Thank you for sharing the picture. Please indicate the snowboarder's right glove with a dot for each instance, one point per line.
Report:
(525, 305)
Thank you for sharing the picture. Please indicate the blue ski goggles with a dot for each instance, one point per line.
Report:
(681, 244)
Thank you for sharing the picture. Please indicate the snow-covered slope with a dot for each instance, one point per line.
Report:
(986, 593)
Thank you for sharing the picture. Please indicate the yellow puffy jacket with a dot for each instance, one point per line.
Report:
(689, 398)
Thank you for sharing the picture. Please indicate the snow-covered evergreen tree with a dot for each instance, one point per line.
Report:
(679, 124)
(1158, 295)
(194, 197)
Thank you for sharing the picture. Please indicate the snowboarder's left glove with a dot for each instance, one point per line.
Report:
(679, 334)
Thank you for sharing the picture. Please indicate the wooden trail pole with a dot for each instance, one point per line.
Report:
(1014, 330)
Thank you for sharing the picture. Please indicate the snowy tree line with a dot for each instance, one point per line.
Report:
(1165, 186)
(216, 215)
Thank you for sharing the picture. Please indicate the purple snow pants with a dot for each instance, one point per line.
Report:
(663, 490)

================

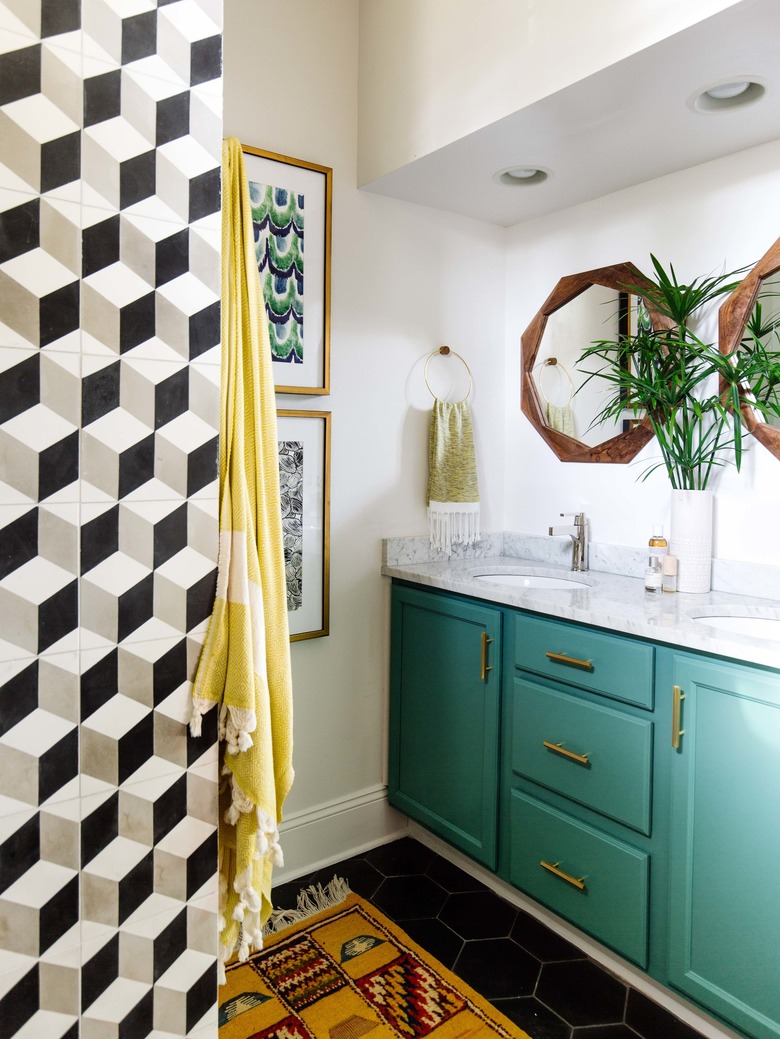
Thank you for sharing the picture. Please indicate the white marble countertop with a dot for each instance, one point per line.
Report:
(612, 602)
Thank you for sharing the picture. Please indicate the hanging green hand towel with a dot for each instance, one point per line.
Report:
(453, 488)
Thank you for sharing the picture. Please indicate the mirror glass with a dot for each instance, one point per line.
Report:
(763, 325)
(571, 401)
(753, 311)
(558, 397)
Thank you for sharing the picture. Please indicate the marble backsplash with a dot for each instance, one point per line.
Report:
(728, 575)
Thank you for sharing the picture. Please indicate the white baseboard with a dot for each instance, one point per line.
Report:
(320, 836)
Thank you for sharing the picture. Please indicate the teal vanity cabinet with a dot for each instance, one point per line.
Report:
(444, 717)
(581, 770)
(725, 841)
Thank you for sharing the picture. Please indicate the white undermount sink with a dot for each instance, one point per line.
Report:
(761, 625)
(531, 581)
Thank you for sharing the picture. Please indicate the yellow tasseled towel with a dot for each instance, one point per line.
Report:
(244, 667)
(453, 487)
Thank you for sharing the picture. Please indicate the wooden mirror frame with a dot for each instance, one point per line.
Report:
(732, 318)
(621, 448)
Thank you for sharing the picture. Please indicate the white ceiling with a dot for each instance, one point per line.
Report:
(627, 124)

================

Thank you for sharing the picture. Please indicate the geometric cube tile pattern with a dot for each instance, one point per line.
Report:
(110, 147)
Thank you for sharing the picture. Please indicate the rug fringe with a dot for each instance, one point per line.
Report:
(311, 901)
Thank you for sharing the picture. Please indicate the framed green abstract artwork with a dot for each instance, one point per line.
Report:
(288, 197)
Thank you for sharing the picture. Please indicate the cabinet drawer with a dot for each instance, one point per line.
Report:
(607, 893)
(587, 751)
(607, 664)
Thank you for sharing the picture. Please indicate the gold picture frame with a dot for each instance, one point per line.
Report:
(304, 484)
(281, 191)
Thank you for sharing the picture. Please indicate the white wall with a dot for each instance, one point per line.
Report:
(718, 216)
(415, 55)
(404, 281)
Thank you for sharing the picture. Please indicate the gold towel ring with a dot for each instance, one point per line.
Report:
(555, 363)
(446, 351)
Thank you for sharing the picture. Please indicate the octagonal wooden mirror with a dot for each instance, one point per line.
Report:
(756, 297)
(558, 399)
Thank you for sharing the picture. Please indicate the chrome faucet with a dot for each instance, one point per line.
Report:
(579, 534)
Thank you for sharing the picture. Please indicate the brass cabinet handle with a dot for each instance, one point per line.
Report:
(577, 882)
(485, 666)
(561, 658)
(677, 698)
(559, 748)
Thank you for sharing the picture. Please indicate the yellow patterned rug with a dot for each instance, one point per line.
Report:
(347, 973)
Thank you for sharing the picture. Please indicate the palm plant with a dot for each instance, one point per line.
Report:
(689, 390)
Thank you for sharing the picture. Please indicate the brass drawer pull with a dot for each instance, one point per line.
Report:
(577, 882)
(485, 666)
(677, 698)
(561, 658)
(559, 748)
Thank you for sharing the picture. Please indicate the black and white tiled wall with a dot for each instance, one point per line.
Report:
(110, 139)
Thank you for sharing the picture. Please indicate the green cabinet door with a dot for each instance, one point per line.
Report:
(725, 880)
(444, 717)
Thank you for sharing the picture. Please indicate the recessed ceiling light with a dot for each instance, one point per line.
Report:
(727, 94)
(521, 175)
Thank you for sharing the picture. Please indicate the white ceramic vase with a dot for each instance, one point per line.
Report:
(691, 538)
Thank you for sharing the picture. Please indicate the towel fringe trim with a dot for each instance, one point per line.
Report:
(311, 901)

================

*STATED TASK*: Pull out every line above that contains the string "wall". Case counts.

*RESULT*:
Thank you for sharing the picture. Please indicate the white wall with a dot for each instance, one point per line.
Thank you for sharing the picture. Please indicate the black and white tiled wall with a dot for each instance, one point per line.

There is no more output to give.